**Set exercise:** Which lines in the items below contain the string "outline"? Gather every such line and copy each one out in full.

**Supplied records:**
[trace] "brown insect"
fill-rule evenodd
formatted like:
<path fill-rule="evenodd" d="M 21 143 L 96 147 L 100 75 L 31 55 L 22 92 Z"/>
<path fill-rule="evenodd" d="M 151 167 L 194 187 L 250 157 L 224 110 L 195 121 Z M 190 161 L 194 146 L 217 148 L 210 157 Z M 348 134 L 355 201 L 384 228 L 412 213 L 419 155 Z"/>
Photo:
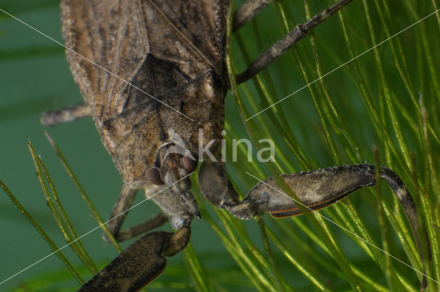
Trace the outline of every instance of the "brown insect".
<path fill-rule="evenodd" d="M 341 1 L 294 31 L 257 58 L 239 81 L 252 78 L 307 31 L 350 1 Z M 268 1 L 250 1 L 235 14 L 234 28 Z M 63 0 L 63 34 L 71 70 L 85 106 L 45 113 L 54 124 L 91 115 L 103 144 L 124 185 L 108 227 L 123 240 L 162 224 L 175 232 L 146 234 L 130 245 L 80 291 L 135 291 L 165 269 L 164 256 L 183 249 L 198 206 L 188 177 L 199 170 L 199 184 L 213 205 L 241 219 L 267 210 L 276 218 L 298 215 L 297 203 L 277 190 L 270 178 L 240 201 L 225 164 L 199 157 L 200 148 L 218 155 L 223 127 L 223 99 L 228 89 L 224 65 L 227 1 Z M 203 142 L 199 139 L 203 132 Z M 187 151 L 170 151 L 178 143 Z M 211 140 L 217 143 L 208 144 Z M 417 216 L 412 199 L 399 177 L 381 168 L 399 198 L 416 240 Z M 360 164 L 285 175 L 283 179 L 311 210 L 324 207 L 349 193 L 375 183 L 374 166 Z M 120 230 L 138 190 L 143 189 L 166 215 Z"/>

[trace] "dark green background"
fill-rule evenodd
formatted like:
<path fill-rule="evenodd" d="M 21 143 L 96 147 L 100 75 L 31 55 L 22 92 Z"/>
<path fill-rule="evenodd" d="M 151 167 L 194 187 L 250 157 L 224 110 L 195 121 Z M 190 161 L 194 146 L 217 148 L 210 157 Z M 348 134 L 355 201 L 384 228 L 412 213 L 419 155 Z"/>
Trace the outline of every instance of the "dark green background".
<path fill-rule="evenodd" d="M 430 1 L 425 0 L 425 5 L 420 5 L 419 7 L 421 16 L 426 15 L 432 11 L 432 8 L 430 6 Z M 312 13 L 316 13 L 327 7 L 328 3 L 320 1 L 311 1 L 310 5 Z M 57 1 L 0 0 L 0 8 L 55 40 L 62 42 L 58 5 Z M 414 23 L 413 19 L 403 11 L 399 1 L 393 1 L 390 5 L 393 8 L 393 15 L 395 15 L 393 23 L 395 31 L 392 33 L 397 32 Z M 296 19 L 298 21 L 305 20 L 303 4 L 301 1 L 293 1 L 289 8 Z M 265 48 L 268 47 L 283 34 L 278 28 L 278 22 L 274 19 L 273 9 L 273 7 L 269 8 L 257 19 Z M 361 13 L 361 1 L 355 0 L 353 3 L 347 8 L 345 14 L 349 17 L 350 26 L 348 29 L 355 32 L 353 39 L 357 41 L 354 47 L 356 54 L 362 53 L 371 46 Z M 374 12 L 372 12 L 372 17 L 377 20 Z M 432 38 L 430 39 L 433 43 L 432 47 L 438 48 L 439 27 L 436 26 L 434 19 L 428 21 L 426 25 L 433 27 L 433 30 L 430 32 L 432 34 Z M 384 34 L 380 29 L 378 21 L 374 24 L 377 28 L 376 39 L 379 42 L 385 38 Z M 409 69 L 414 77 L 416 86 L 427 94 L 432 92 L 432 88 L 429 85 L 417 83 L 418 76 L 415 71 L 417 63 L 415 58 L 411 57 L 414 56 L 415 51 L 415 49 L 411 47 L 415 41 L 412 30 L 408 30 L 399 37 L 401 38 L 401 41 L 408 46 L 405 47 L 406 49 L 408 49 L 407 61 L 410 64 Z M 248 33 L 251 32 L 250 25 L 244 27 L 243 32 L 242 36 L 248 49 L 252 56 L 256 56 L 258 49 L 253 41 L 252 34 Z M 316 36 L 318 46 L 322 49 L 320 58 L 324 73 L 349 59 L 344 49 L 343 36 L 336 17 L 320 25 L 316 30 Z M 308 60 L 307 58 L 310 58 L 311 54 L 307 49 L 308 42 L 308 39 L 306 38 L 300 45 L 302 52 L 305 52 L 306 62 Z M 385 44 L 380 50 L 386 73 L 390 78 L 390 85 L 397 96 L 402 98 L 400 102 L 402 104 L 408 107 L 411 113 L 411 104 L 406 96 L 402 85 L 397 78 L 389 48 Z M 245 65 L 235 45 L 233 47 L 233 55 L 239 68 L 237 71 L 241 71 L 245 68 Z M 434 52 L 433 57 L 437 65 L 439 65 L 437 52 Z M 375 80 L 377 76 L 375 74 L 372 60 L 372 54 L 370 52 L 360 58 L 358 61 L 362 73 L 364 74 L 364 77 L 371 87 L 369 89 L 374 94 L 377 93 Z M 297 64 L 292 60 L 291 56 L 283 56 L 270 67 L 270 71 L 275 80 L 279 98 L 305 85 L 298 70 Z M 308 73 L 314 74 L 316 72 L 311 71 Z M 350 133 L 359 144 L 362 145 L 362 148 L 359 150 L 361 160 L 373 162 L 372 145 L 380 146 L 381 142 L 378 141 L 374 128 L 371 125 L 368 111 L 351 73 L 349 66 L 346 66 L 331 74 L 325 80 L 337 106 L 344 113 L 342 118 Z M 429 80 L 430 77 L 427 75 L 426 78 Z M 255 91 L 252 88 L 250 82 L 248 84 L 251 87 L 251 94 L 256 99 Z M 98 135 L 90 119 L 50 128 L 45 128 L 39 124 L 40 115 L 45 110 L 72 105 L 80 102 L 82 98 L 69 71 L 63 49 L 53 41 L 19 21 L 11 19 L 2 12 L 0 12 L 0 178 L 58 246 L 63 246 L 65 244 L 64 238 L 45 206 L 35 176 L 35 170 L 28 150 L 28 140 L 30 139 L 33 143 L 37 153 L 42 156 L 48 167 L 61 200 L 79 234 L 94 228 L 96 223 L 46 141 L 43 131 L 47 131 L 58 144 L 73 170 L 104 218 L 109 216 L 122 181 L 111 159 L 101 145 Z M 377 96 L 373 98 L 376 98 Z M 234 137 L 247 137 L 239 113 L 230 96 L 228 96 L 226 102 L 227 121 L 238 133 L 236 137 L 228 137 L 228 141 Z M 251 109 L 249 111 L 252 114 L 262 109 L 252 109 L 248 102 L 246 104 Z M 300 144 L 305 148 L 307 157 L 311 157 L 314 166 L 318 168 L 334 165 L 335 161 L 332 159 L 329 147 L 325 143 L 320 121 L 309 98 L 309 91 L 305 89 L 299 92 L 283 102 L 282 106 L 289 119 L 292 131 L 298 135 Z M 287 165 L 282 163 L 282 166 L 288 171 L 301 170 L 298 161 L 290 155 L 289 148 L 283 143 L 279 133 L 270 124 L 270 120 L 263 115 L 265 114 L 261 115 L 258 124 L 262 127 L 267 126 L 269 131 L 274 133 L 273 137 L 270 137 L 276 142 L 276 155 L 285 157 L 286 160 L 289 161 L 289 164 Z M 423 151 L 412 138 L 411 131 L 409 129 L 406 131 L 404 134 L 410 150 L 415 151 L 418 157 L 423 157 Z M 381 155 L 383 157 L 384 154 L 381 153 Z M 341 161 L 342 164 L 363 162 L 352 161 L 346 157 L 343 157 L 344 161 Z M 243 157 L 240 159 L 241 160 L 236 163 L 229 164 L 228 170 L 241 193 L 245 194 L 256 181 L 244 174 L 244 171 L 249 171 L 261 178 L 270 175 L 264 166 L 258 166 L 261 172 L 256 172 L 251 164 L 243 160 Z M 377 234 L 377 223 L 373 213 L 374 202 L 370 201 L 368 203 L 364 203 L 362 199 L 365 199 L 368 193 L 360 193 L 362 194 L 354 197 L 353 202 L 358 207 L 366 204 L 365 208 L 361 208 L 361 212 L 366 214 L 371 212 L 371 215 L 366 216 L 366 218 L 369 227 Z M 157 211 L 157 207 L 152 203 L 146 202 L 131 212 L 133 214 L 129 216 L 127 223 L 129 225 L 139 223 L 152 216 Z M 247 226 L 251 232 L 258 232 L 254 222 L 248 223 Z M 168 225 L 164 228 L 170 229 Z M 195 220 L 193 222 L 192 230 L 191 242 L 204 265 L 213 269 L 237 269 L 236 265 L 219 242 L 216 234 L 203 219 Z M 3 195 L 0 195 L 0 282 L 50 253 L 50 248 L 40 235 L 10 203 L 6 196 Z M 344 251 L 349 258 L 358 262 L 366 260 L 364 254 L 359 255 L 355 245 L 342 233 L 337 232 L 340 236 L 340 243 L 345 247 Z M 100 231 L 96 230 L 85 236 L 83 243 L 94 259 L 96 259 L 98 262 L 104 262 L 113 258 L 116 254 L 110 245 L 100 240 Z M 258 236 L 255 237 L 256 244 L 262 247 L 261 238 Z M 126 245 L 125 243 L 122 246 L 125 247 Z M 408 260 L 401 248 L 399 247 L 395 251 L 396 255 Z M 72 256 L 68 248 L 64 249 L 64 251 L 74 262 L 78 262 L 75 258 Z M 170 266 L 176 267 L 178 270 L 179 267 L 182 266 L 182 255 L 178 255 L 170 258 Z M 364 267 L 368 267 L 368 265 L 367 262 Z M 287 267 L 288 269 L 283 271 L 282 273 L 289 275 L 289 273 L 292 272 L 291 280 L 298 281 L 300 283 L 299 286 L 301 286 L 301 282 L 304 280 L 292 266 L 288 266 L 283 262 L 280 262 L 280 267 Z M 0 286 L 0 291 L 19 285 L 21 281 L 25 279 L 58 267 L 64 269 L 56 256 L 50 256 Z M 167 272 L 169 273 L 167 276 L 173 275 L 172 271 Z M 374 271 L 372 271 L 372 273 L 374 273 Z M 413 281 L 414 276 L 410 277 L 412 277 L 410 278 Z M 244 281 L 248 283 L 245 278 Z M 329 281 L 331 281 L 331 279 Z M 74 280 L 72 280 L 72 283 L 74 284 Z M 243 288 L 243 291 L 245 290 Z M 249 290 L 253 289 L 249 288 Z"/>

**Result:**
Trace the outline of every instance of the "brown insect".
Trace the outline of every instance of the "dark green background".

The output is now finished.